(Beginning of SELECTED EXCERPT)
DVD: Triple Cross (1966)
Transfer: Weak
Extras: Standard
Label: Poseidon (Germany)
Region: 0 (PAL)
Released: January 14, 2008
Genre: War / Thriller / Espionage
Synopsis: Loose and lively adaptation of Eddie Chapman’s autobiography, chronicling the former safe cracker’s shift from life in prison to being a double agent for MI5 during WWII.
Special Features: Includes both U.S. 121 min. and German 136 min. edits / German English Theatrical Trailers.
Review:
The incredible life of former safe cracker-turned WWII British double agent Eddie Chapman provides enough fertile material for a mini-series, and yet when his biography (co-authored with Frank Owen) was adapted for the big screen, it clearly suffered from the influence of the James Bond spy craze, with director Terence Young arguably responsible for the loose handling of factual material.
Triple Cross is still a fascinating globe-trotting tale with enough action and intrigue to keep war thriller fans satisfied, although how one accepts Christopher Plummer’s interpretation of Chapman determines whether one embraces the film.
During the early 1950s, Chapman serialized his wartime experiences in a French publication prior to the book’s release in 1953 (as The Eddie Chapman Story), and there was reportedly an effort to produce a film version in Britain, but it took a Franco-British-German co-production team to bring the story to the big screen, with former Bond director Terence Young (Dr. No, From Russia with Love, Thunderball) at the helm.
Young reportedly knew Chapman prior to WWII, and clearly showed an affinity for the man and his wartime exploits, but the resulting script and film are hybrids of a Bond film, sometimes in tone and performances and scenes, other times by some amusing casting choices.
In the silver screen version, woman-loving Chapman (Plummer) is arrested on the island of Jersey and sentenced to 15 years of prison for his safe cracking endeavours, but when the isle is overtaken by Nazis, he approaches the prison’s new stewards with an offer to use his criminal skills and wily ways to help the German war effort. After a staged execution, Chapman is sent to occupied France where he’s trained with fellow special skills agents in the art of munitions, parachuting, combat, and explosives using common household elements.
His first test is to blow up a valuable plane factory, but once back in Britain, Chapman walks into MI5 with an offer to be a double agent. After staging a mass explosion, Chapman returns to his German handlers (Yul Brynner and Goldfinger’s Gert Frobe) by way of Portugal, and once back in Paris is lauded and becomes a rather hot commodity, wanted by various factions of the German Army. With one final job to do, he returns to Britain and feeds his handlers inaccurate info on V1 and V2 bombing results, ensuring the severity of casualties and damage are minimalized until the end of the war.
(End of SELECTED EXCERPT)
(Beginning of COLLECTED MATERIAL)
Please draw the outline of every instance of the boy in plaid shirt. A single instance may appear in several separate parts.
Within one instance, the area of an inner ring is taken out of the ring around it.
(End of COLLECTED MATERIAL)
ACTIVITY 1: Copy everything in the DVD review from "Transfer: Weak" down to "English Theatrical Trailers.", but change "Espionage" to "Spy".
ACTIVITY 2:
Answer these questions about the DVD review:
(a) What label released this DVD?
(b) In the film, how many years of prison is Chapman sentenced to?
(c) In what year was Chapman's book released?
The data is separate material, unrelated to the DVD review.

EXERCISE OUTPUT 1:
Transfer: Weak
Extras: Standard
Label: Poseidon (Germany)
Region: 0 (PAL)
Released: January 14, 2008
Genre: War / Thriller / Spy
Synopsis: Loose and lively adaptation of Eddie Chapman’s autobiography, chronicling the former safe cracker’s shift from life in prison to being a double agent for MI5 during WWII.
Special Features: Includes both U.S. 121 min. and German 136 min. edits / German English Theatrical Trailers.

EXERCISE OUTPUT 2:
(a) Poseidon (Germany)
(b) 15 years
(c) 1953